• _Work order_
Every line of the listing is to be returned exactly as given.

========================================

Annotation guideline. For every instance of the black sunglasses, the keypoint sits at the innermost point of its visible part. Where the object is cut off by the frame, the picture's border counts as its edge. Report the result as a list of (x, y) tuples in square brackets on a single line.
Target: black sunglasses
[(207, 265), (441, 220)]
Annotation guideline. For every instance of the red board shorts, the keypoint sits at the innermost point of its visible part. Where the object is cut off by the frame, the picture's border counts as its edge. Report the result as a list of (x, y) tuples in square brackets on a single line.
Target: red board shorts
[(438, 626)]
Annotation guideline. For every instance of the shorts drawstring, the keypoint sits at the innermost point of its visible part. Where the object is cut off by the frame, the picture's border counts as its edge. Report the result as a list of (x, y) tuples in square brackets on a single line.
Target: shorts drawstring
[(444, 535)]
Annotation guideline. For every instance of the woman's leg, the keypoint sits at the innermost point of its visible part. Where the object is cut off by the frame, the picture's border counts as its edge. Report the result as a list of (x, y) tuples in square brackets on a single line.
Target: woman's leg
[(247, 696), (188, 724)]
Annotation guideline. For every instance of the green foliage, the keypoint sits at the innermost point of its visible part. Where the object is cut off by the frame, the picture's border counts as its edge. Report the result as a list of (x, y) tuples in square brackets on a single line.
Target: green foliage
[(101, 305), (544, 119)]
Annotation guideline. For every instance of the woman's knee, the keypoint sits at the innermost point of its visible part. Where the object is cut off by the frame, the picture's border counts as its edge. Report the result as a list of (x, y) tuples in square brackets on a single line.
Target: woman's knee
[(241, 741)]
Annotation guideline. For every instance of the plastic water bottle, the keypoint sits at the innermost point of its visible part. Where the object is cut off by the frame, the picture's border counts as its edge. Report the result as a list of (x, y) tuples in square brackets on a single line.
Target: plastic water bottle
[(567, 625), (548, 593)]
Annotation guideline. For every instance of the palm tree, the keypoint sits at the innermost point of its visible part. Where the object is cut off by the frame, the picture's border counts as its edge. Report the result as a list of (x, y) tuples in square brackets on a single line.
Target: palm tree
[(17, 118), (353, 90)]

========================================

• _Problem solution_
Annotation guideline. For every instance of the black sunglasses, the keypoint sits at the innermost point of its visible part. Where the object is cut off by the frame, the picture's border counts as its edge. Report the result as a list of (x, y) tuples in square brackets on a single line.
Target: black sunglasses
[(207, 265), (441, 220)]
Annotation guideline. For every instance of the red board shorts, the keypoint sits at the innermost point of its visible part. Where the object is cut off by the frame, the picture's border counts as its edge. Report the result as a list of (x, y) tuples in square brackets on a single line.
Target: red board shorts
[(438, 626)]
Annotation guideline. For every instance of the shorts drawstring, the keypoint sits at the innermost point of its visible part. Where the object is cut off by the frame, the picture's border counts as its edge. Report the result as a list of (x, y) tuples in square brackets on a single line.
Target: shorts drawstring
[(444, 535)]
Annotation guideline. For every instance of the woman's leg, the keypoint sits at the innermost point of its visible part. Where the object is cut off by the frame, the picture's border counts as its edge. Report the result as a list of (x, y) tuples in square brackets on a single line.
Target: woman's leg
[(247, 696), (188, 724)]
Annotation guideline. For every instance of the green foliage, the keypoint sits at the innermost point of its visible part. Where the object is cut off by the frame, the picture's border counts as its edge. Report the result as a list of (x, y) tuples in square brackets on a single line.
Target: green foliage
[(101, 305), (544, 119)]
Annotation guideline. For every instance of the woman's knee, the keypoint sits at the innermost point of its visible part. Where the object is cut off by the frame, the picture's border counts as its edge. Report the result as a list of (x, y) tuples in square brackets on a single line.
Target: woman's knee
[(241, 741)]
Annotation guideline. For every instance of the plastic water bottle, the keypoint sits at the innermost point of its visible part. Where the object is cut off by the frame, the picture's border counts as its edge. Report the result as a list of (x, y) tuples in square brackets on a single line.
Target: plastic water bottle
[(567, 625), (548, 593)]
Annotation guideline. For every instance of the palm tree, the keypoint sits at the innermost point of its visible part. Where the object is cut off by the frame, the picture's border counts as its edge. Report the result as a list of (x, y) tuples in square brackets on a single line.
Target: palm tree
[(17, 118), (353, 90)]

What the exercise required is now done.